» **REQUIREMENT**
Transcribe the full listing below exactly.

--- start of GIVEN ENTRIES ---

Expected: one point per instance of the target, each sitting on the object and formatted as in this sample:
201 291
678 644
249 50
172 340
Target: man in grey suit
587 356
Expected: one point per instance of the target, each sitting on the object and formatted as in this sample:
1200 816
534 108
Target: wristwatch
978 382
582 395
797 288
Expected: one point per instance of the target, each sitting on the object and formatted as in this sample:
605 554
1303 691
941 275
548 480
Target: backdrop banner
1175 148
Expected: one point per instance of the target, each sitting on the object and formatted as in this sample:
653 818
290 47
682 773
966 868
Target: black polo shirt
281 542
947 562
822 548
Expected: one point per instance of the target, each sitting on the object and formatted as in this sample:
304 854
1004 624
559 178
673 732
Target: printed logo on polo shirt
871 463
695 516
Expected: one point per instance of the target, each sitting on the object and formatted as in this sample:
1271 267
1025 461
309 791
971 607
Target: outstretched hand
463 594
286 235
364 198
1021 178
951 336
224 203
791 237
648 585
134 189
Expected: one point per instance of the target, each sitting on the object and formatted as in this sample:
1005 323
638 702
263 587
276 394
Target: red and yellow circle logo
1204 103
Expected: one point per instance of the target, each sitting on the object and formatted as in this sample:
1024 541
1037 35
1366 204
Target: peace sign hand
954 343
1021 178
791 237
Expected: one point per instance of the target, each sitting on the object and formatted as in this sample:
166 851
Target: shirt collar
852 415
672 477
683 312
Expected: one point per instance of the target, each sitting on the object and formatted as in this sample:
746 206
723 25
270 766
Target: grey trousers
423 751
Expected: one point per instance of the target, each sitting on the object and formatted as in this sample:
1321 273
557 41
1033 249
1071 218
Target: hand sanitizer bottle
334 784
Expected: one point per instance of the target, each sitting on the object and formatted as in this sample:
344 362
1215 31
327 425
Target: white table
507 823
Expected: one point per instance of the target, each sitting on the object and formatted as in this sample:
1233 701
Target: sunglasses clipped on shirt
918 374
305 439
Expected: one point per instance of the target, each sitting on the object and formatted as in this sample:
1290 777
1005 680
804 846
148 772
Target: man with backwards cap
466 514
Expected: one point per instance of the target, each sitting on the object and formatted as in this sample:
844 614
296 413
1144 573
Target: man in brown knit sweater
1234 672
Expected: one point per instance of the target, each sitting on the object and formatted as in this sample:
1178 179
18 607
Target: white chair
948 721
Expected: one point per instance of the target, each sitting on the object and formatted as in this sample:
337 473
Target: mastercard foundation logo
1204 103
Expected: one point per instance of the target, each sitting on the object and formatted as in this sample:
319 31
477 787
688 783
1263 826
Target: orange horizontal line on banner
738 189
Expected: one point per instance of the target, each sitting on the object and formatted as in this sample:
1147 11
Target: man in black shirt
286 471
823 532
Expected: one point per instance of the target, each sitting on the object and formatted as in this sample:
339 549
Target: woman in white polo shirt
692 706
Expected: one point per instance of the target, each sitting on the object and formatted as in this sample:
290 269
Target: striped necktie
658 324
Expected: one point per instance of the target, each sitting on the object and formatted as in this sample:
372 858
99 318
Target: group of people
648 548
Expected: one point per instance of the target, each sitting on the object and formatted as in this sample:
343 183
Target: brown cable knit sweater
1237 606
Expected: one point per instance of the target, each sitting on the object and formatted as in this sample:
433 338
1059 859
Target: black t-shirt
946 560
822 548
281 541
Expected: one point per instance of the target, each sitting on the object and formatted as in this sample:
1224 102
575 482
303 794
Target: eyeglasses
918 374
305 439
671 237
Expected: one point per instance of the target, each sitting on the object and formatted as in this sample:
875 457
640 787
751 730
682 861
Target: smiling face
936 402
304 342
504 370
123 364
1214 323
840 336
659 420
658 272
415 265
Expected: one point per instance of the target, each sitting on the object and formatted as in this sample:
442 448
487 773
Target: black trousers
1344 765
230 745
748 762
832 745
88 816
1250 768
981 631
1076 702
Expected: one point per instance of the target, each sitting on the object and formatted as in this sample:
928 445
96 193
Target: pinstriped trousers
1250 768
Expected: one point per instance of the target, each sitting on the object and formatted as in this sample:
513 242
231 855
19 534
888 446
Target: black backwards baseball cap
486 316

--- end of GIVEN ENTRIES ---

» **TASK SOLUTION**
Expected: one point per instance of the target, each sitting on the object and formatted as in this sample:
201 291
678 644
249 50
172 340
Target: man in grey suit
587 356
Expected: one point per instance of the target, each sitting on the object and formatted as in this sample:
1200 816
534 108
Target: wristwatch
978 382
582 395
797 288
Expected: one point per instance of the target, each sitting on the object and formatted as in this sample:
605 554
1303 691
941 275
548 480
Target: backdrop banner
1175 148
Expected: one point per instance of the target, each sitting on the object and formatted as in this sample:
653 818
290 47
682 773
966 868
Target: black polo shirt
281 542
947 562
822 548
Expected: one point per instance of the target, each sitting on the object and formatted as in this sample:
304 854
1004 624
559 178
673 732
Target: printed logo on polo shirt
871 463
695 516
Expected: one point per instance of the target, each sitting on the object and formatted as in this sample:
1271 267
1025 461
309 791
971 607
Target: outstretched hand
463 594
286 235
364 198
1021 178
951 336
224 203
791 237
648 585
134 189
Expected: one point per instance of the target, each sitting on the object and formatted as in this sample:
1005 323
638 702
263 587
276 394
Target: red and yellow circle logo
1204 103
Expected: one point per instance of the target, each sitting on the object and formatted as in this sample:
1024 541
1037 35
1366 204
Target: peace sign hand
954 343
1021 178
791 237
Expected: one point per instance of the target, each sitting on the object and formatted as in this sample:
166 851
Target: shirt collar
852 415
672 477
683 312
Expected: one point per instance of the target, each sitting on the object and formatted as in this sample:
746 206
723 25
270 766
Target: grey trousers
423 751
Expected: one point per instance of the target, each sitting on the object and formatted as in this sample:
1321 273
557 41
1033 249
1071 218
Target: hand sanitizer bottle
334 784
Expected: one point per instance of the target, each sitting on the object and formatted as in this sample:
344 362
1215 31
327 425
Target: white table
507 823
Expected: one point per instance of the target, each sitting on the object and formatted as in this sample:
1233 701
Target: sunglasses clipped on shirt
918 374
305 439
Expected: one point per instance of the target, each sitting on the object and formatted as in this sample:
1290 777
1005 680
804 846
148 772
Target: man with backwards cap
466 514
Expected: one point per instance of the target, each sitting on the object and formatted as in this sample:
844 614
296 413
1144 573
Target: man in brown knit sweater
1234 672
Expected: one point per instance of the target, each sitting on the object and formatted as in this sample:
1178 179
18 607
Target: white chair
948 721
Expected: one point per instance of the target, each sitting on the object and formatted as in this sample:
337 473
Target: mastercard foundation logo
1204 103
Expected: one point per instance of the target, each sitting on the object and formatted as in this sample:
319 31
477 787
688 783
1263 826
Target: orange horizontal line on banner
738 189
Expected: one point per instance of the target, each sitting on the object and formatted as in this sample:
1147 11
Target: man in black shirt
286 471
823 532
Expected: one point per instance of the target, each sitting on the object and formatted as in this sample:
339 549
Target: woman in white polo shirt
692 706
Expected: one point per instance of the target, each sitting on the object and formatted as in this sample:
290 269
Target: striped necktie
658 324
Expected: one point per instance of the target, each sitting on the object and formatted as in this sample:
372 858
99 318
Target: group of people
648 548
Expected: one point per instance of the target, each sitting on the object and formatted as in this sample:
343 183
Target: brown cable knit sweater
1237 606
Expected: one point per instance of the target, each sitting on the object and formatted as in this sample:
433 338
1059 859
Target: black t-shirt
946 560
822 548
281 541
Expected: one point per instance of the target, each sitting on the object and formatted as in this sample:
1224 102
575 482
303 794
Target: eyeglasses
918 374
305 439
671 237
Expected: one point per instance of the target, each sitting on the object and formatted as in this sample:
875 457
640 787
751 730
682 861
Target: smiling face
936 402
304 342
504 370
123 364
1214 323
840 336
659 420
658 272
415 265
Expected: one point per instance of the target, each sitting on the object and formatted as in this sample:
442 448
487 773
Target: black trousers
1344 765
230 745
748 762
832 745
88 816
1250 768
981 631
1076 702
Expected: one point per instance of the target, each sitting on the object and formatted as in this sample:
928 445
96 193
Target: pinstriped trousers
1250 768
Expected: one point per instance of the target, each sitting on the object and formatted as in this sample:
513 242
231 855
19 534
888 446
Target: black backwards baseball cap
486 316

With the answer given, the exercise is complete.